## [Exercise goal]
In the passage below about filming everyday life in Singapore, what does the old man do in the park?

## [Source text]
START

Have roaming cameramen on the street, capturing the everyday moments of life we take for granted, and are blind to. The way the people course in waves, en route to work. The old man doing his tai-chi in the serenity of a park. Children at play in a playground.
 
And have people voicing their thoughts about the land. And not just nice pink thoughts - cynical thoughts. Dark thoughts. Pessimism -- the whole lot of them. Honest, everyday thoughts.
 
And for chrissakes, don't do it the way we always do, cameraman and boom-mike becoming mini foci for attention, wandering up to the layman to ask his opinion about something. Turning him into a little trapped creature fumbling on the spot for something clever to say, and turning out something like "I dunnola" or "I tink ees a good ting la."
 
The layman can't speak in Singapore. But he/she does things that the cameraman, with a touch of artistry, can capture the beauty of. The country itself has the same - the way the sun comes off the shiny city-buildings in the morning. Lucian captures many of these moments, in still shots.

END

## [Data listing]
START

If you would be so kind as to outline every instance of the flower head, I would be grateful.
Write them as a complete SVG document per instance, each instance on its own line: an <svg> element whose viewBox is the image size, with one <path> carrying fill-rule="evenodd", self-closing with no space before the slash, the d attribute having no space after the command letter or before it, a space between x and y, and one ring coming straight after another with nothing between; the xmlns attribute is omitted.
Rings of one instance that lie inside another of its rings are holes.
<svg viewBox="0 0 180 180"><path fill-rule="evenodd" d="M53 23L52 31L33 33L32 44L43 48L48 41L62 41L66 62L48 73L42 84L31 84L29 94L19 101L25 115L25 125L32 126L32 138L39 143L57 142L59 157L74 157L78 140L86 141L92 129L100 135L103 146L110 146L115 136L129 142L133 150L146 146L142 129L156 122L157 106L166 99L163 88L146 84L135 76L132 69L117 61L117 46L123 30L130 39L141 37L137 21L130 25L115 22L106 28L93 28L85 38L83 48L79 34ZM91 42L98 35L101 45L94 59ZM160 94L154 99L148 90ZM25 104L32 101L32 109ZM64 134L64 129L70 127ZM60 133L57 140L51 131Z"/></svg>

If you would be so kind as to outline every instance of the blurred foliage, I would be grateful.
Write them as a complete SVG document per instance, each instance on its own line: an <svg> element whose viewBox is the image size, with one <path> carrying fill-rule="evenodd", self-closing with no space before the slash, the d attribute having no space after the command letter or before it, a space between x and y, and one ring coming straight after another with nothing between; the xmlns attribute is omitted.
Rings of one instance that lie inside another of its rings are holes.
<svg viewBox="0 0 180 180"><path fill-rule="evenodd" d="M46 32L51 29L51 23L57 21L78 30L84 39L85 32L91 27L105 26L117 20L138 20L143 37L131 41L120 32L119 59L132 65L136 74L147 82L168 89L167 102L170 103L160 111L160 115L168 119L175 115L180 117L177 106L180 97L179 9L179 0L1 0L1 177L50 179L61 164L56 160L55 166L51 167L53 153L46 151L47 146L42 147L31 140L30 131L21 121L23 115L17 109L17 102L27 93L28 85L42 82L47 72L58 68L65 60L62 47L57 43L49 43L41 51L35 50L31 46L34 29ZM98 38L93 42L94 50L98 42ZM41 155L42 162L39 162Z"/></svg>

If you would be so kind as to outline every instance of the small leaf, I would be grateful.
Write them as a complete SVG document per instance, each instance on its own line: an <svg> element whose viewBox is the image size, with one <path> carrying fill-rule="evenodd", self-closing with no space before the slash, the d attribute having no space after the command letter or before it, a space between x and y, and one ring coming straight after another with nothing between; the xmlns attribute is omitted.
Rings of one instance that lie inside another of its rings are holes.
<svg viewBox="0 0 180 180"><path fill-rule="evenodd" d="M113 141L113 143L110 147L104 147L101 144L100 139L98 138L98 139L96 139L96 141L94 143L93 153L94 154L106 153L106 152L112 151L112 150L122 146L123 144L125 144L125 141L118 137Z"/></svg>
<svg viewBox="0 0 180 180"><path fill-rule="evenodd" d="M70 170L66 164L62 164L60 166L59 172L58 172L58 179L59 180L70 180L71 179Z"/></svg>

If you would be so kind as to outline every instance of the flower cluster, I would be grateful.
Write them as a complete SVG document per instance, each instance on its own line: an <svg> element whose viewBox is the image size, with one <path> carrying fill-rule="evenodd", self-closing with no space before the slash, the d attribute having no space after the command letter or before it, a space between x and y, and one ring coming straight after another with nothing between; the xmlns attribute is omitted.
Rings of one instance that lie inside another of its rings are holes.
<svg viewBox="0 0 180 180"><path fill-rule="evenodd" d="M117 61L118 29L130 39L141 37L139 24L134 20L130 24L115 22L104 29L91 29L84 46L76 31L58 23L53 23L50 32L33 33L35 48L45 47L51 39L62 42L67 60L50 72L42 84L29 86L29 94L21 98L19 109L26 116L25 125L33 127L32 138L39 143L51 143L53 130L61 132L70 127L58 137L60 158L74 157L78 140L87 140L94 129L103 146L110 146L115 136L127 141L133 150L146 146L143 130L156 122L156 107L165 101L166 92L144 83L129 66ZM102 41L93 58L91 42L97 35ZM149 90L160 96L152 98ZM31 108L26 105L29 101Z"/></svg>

END

## [Written solution]
He does his tai-chi.